# Study text:

----

You know it's funny, most that talk about capital do so simply because they want some, so they can have this illusory power to make their lives easier. The funny thing is the only reason anyone can attain this fictitious state is because everyone agrees, well almost everyone. I for one find it a laughing matter, as i see it enjoyed by so many monkey brains, throwbacks to the Pleistocene period, OK, maybe not quite so far back, but you get the point.
OK, let me qualify. In terms of air, water, food, and thus land on which to capture/cultivate the latter two, (It's a good thing air is free, huh?), it goes to show that the human animal shall try and monopolize anything they can so that they can sit on a bed of slaves, which is in fact the aim of capital; to make ones life easier at the expense of another life/lives, Capitalism is actually a pyramid scheme of domination (dictatorship) of the slave population. It's what it is now and what it has always been.
Anyway I can see the importance of these things (food & water thus land) as they're fundamental to life. These seen as capital are only seen as such because they were stolen so many years ago, long before you or I were born, such that we are born into the world where all has been laid claim to. The only thing different between those that own it and those that don't is time, and of course the willingness to kill for it, well at least their ancestors. It's easy to maintain it's 'ownership' today, where they first beat you with their paper pulp clubs backed by their WMD's and cages. The last ancient people, that I'm aware of, that had a healthy outlook on land was the American Indians, and of course I need not tell you what the white man from Europe did to them, can you say 'United States of America.'
But money, I just don't see it at all. I mean money that's backed by gold and silver. This is where the aforementioned monkey brains comes in. whether it was Homo habilis to Homo erectus to Homo sapiens, it really doesn't matter who found the heavy, shiny, sparkly, yellow colored rock, which is all it was in the beginning, Silver too. I mean granted, some of the metal elements, thanks to supernova, are kind of eye catching, and as far as when they became bartering material that's all they were; fancy rocks! Now we know that they have some interesting properties for specific uses. And to be quite frank I don't see that either, because there's not that much that they're really good for..., really!

----

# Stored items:

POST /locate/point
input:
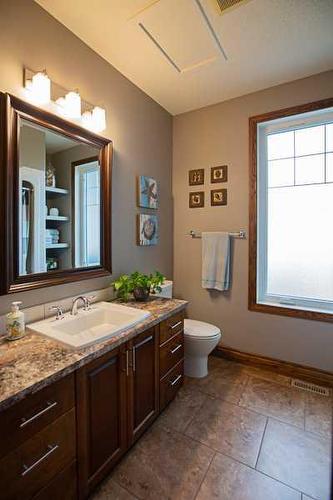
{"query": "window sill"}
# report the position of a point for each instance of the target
(290, 312)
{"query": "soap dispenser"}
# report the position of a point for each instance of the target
(15, 326)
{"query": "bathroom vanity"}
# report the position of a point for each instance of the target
(63, 427)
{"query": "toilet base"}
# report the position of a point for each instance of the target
(196, 367)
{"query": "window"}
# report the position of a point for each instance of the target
(87, 214)
(291, 250)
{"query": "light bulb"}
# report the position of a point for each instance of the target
(70, 105)
(39, 88)
(87, 120)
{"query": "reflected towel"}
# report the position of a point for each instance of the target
(216, 261)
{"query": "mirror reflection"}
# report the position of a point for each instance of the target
(59, 202)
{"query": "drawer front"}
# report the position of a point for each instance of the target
(171, 326)
(30, 467)
(171, 353)
(170, 384)
(63, 486)
(22, 420)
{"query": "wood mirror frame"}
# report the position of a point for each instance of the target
(12, 110)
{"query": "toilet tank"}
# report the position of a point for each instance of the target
(166, 290)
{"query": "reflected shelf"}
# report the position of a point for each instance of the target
(54, 190)
(58, 218)
(56, 246)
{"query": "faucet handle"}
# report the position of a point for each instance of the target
(60, 312)
(89, 301)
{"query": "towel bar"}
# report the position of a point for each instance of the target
(240, 234)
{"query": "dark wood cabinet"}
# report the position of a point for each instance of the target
(61, 441)
(102, 423)
(143, 383)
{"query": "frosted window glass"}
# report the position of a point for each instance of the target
(310, 169)
(329, 167)
(280, 145)
(329, 137)
(280, 173)
(310, 140)
(300, 246)
(93, 235)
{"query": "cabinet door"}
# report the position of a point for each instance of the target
(101, 405)
(143, 383)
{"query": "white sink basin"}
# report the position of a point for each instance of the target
(101, 322)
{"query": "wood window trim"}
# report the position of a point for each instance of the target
(253, 305)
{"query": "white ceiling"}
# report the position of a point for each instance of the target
(186, 54)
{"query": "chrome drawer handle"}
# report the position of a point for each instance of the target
(175, 325)
(176, 380)
(176, 349)
(50, 449)
(26, 421)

----

# Work request A:
In the essay on capital, which people does the writer name as the last ancient people with a healthy outlook on land?
# Work request B:
Return the part of the essay on capital starting with "You know it's" and going on through "get the point.", word for word.
The stored items are material separate from the essay on capital.

# Exercise result A:
The American Indians.

# Exercise result B:
You know it's funny, most that talk about capital do so simply because they want some, so they can have this illusory power to make their lives easier. The funny thing is the only reason anyone can attain this fictitious state is because everyone agrees, well almost everyone. I for one find it a laughing matter, as i see it enjoyed by so many monkey brains, throwbacks to the Pleistocene period, OK, maybe not quite so far back, but you get the point.